_What the task asks_
In the text on India's commodities market, which ministry controls the Forward Markets Commission?

_Page extract_
————————

Arbitrageurs: Arbitrageurs are investors who earn from discrepancy in prices between the two exchanges or between different maturities of the same commodity.

A simple example of arbitraging is simultaneously buying a gold at lower price from one exchange and selling it on another exchange for higher price. So they make profit from price difference.

Margin Traders: In the finance industry, the margin is the collateral deposited by an investor investing in a financial instrument to the counterparty to cover the credit risk associated with the investment.

Structure of Commodities Market in India

The commodities market exists in two distinct forms:

  • Over-the-counter (OTC) market
  • Exchange based market

Similar to equities, there exists the spot and the derivatives segments. Spot markets are essentially OTC markets and participation is restricted to people who are involved with that commodity, such as the farmer, processor, wholesaler, etc.

A majority of the derivatives trading takes place through the exchange-based markets with standardized contracts, settlements, etc. The exchange-based markets are essentially derivative markets and are similar to equity derivatives in their working, that is, everything is standardized and a person can purchase a contract by paying only a percentage of the contract value.

A person can also go short on these exchanges. Moreover, even though there is a provision for delivery, most contracts are squared-off before expiry and are settled in cash. As a result, one can see an active participation by people who are not associated with the commodity. The typical structure of commodity futures markets in India is as follows.

Structure of commodity market in india

Ministry of Consumer Affairs, Food and Public Distribution

The Department pertaining to consumer affairs is responsible for the formulation of policies for:

  • Monitoring Prices
  • Consumer Movement in the country
  • Controlling of statutory bodies (Bureau of Indian Standards (BIS) and Weights and Measures)
  • Internal Trade
  • Inter-State Trade- The Spirituous Preparations (Inter-State Trade and Commerce) Control Act, 1955 (39 of 1955).
  • Control of Futures Trading- the Forward Contracts (Regulations) Act, 1952 (74 of 1952)

The Department for food and public distribution is responsible for the formulation of policies for:

  • Ensuring food security for the country through timely and efficient procurement and distribution of food grains.
  • Building up and maintenance of food stocks, their storage, movement and delivery to the distributing agencies and monitoring of production, stock and price levels of food grains.
  • Incentivizing farmers through fair value of their produce by way of Minimum Support Price mechanism, distribution of food grains to Below Poverty Line (BPL) families.
  • Covering poor households at the risk of hunger under Antyodaya Anna Yojna (AAY).
  • Establishing grain banks in food scarce areas and involvement of Panchayati Raj Institutions in Public Distribution System (PDS).
  • Concerns for the sugar sector such as fixing of Fair and Remunerative Price (FRP) of sugarcane payable by Sugar factories, development and  regulation of sugar industry (including training in sugar technology), fixation of levy price of sugar and its supply for PDS and regulation of supply of free sale sugar.
  • Export and import of food grains, sugar and edible oils.

Forward Market Commission

The Commission functions under the control of the Ministry of Consumer Affairs, Food & Public Distribution, Department of Consumer Affairs, Government of India. The functions of the Forward Markets Commission are:

  • To advise the Central Government in respect of the recognition or the withdrawal of recognition from any association or in respect of any other matter arising out of the administration of the Forward Contracts (Regulation) Act 1952.
  • To keep forward markets under observation and to take such action in relation to them, as it may consider necessary, in exercise of the powers assigned to it by or under the Act.

————————

_Dataset rows_
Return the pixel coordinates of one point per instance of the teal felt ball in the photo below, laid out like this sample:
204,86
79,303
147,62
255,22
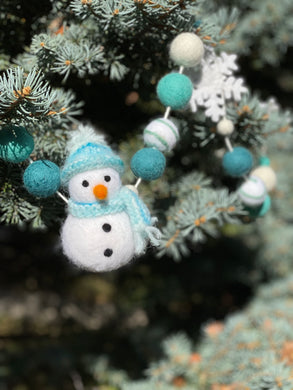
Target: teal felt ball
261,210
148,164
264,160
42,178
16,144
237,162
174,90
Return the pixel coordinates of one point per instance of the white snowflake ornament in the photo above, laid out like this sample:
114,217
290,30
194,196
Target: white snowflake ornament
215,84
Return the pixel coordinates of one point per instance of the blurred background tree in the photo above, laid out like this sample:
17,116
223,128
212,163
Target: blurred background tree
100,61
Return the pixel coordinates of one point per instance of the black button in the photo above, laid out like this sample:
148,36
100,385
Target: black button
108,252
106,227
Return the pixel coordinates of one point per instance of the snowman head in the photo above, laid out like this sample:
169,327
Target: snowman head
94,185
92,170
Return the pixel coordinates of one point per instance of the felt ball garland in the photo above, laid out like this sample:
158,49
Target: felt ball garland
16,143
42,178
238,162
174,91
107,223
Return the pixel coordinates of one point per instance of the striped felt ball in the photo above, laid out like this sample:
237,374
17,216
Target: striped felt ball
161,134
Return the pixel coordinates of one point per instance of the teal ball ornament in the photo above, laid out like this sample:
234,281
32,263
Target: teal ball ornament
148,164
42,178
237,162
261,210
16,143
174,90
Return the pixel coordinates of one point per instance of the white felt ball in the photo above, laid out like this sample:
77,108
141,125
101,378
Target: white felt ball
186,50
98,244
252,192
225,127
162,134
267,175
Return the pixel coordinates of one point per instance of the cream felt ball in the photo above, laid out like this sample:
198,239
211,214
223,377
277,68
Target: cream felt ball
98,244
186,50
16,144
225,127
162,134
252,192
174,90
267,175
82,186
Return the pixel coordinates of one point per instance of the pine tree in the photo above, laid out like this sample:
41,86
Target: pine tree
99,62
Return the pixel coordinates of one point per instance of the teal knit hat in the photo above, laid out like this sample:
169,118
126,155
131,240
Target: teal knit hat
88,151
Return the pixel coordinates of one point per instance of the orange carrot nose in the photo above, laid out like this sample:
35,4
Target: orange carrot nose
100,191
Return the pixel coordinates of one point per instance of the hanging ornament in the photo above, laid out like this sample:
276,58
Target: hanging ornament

————————

_Reply_
The Ministry of Consumer Affairs, Food & Public Distribution, through its Department of Consumer Affairs, Government of India.